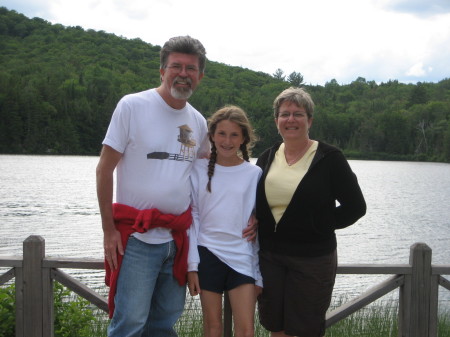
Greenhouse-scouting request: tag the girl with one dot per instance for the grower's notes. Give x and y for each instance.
(223, 199)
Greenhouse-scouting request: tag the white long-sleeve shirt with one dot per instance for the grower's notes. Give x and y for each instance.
(220, 216)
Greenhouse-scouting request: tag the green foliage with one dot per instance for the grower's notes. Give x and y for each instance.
(73, 315)
(59, 86)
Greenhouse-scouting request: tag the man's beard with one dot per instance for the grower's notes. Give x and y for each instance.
(181, 93)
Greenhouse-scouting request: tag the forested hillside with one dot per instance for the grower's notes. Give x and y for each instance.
(59, 86)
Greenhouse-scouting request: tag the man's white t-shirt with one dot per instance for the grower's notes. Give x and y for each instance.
(159, 145)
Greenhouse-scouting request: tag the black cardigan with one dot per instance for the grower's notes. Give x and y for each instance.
(307, 226)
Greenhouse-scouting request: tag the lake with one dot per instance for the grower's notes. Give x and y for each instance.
(55, 197)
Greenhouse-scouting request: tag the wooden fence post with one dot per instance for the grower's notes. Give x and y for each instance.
(37, 309)
(415, 304)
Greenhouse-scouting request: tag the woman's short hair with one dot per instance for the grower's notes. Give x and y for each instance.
(298, 96)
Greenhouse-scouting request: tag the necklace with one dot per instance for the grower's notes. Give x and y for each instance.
(296, 158)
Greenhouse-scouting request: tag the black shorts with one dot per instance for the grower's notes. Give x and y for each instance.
(216, 276)
(297, 292)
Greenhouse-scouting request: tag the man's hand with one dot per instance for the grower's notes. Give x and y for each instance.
(112, 244)
(251, 230)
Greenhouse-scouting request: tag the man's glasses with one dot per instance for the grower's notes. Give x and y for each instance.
(178, 68)
(296, 115)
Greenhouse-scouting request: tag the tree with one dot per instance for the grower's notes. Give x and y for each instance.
(295, 79)
(279, 74)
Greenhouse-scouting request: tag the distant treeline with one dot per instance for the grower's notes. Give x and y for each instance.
(59, 86)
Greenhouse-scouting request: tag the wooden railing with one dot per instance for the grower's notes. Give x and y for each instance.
(418, 284)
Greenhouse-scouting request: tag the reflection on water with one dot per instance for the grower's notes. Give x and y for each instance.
(54, 197)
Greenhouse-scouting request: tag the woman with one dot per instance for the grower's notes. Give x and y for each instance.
(297, 211)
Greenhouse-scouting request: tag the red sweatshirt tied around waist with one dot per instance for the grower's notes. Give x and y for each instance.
(128, 220)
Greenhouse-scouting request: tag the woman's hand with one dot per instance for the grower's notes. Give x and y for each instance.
(193, 283)
(251, 230)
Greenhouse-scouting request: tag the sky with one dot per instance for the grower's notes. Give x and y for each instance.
(378, 40)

■ **EXERCISE DETAILS**
Return, with nothing added or dropped, the line containing "Greenhouse-scouting request: tag the woman's hand" and every line after it to the end of the listing above.

■ **ANSWER FOR THE TASK**
Greenhouse-scouting request: tag the woman's hand with one dot per instance for the grower's notes. Give x and y for each instance.
(193, 283)
(251, 230)
Greenhouse-scouting request: tag the sky with one dot per instance for the grower's notes. Give x and y for each instance.
(378, 40)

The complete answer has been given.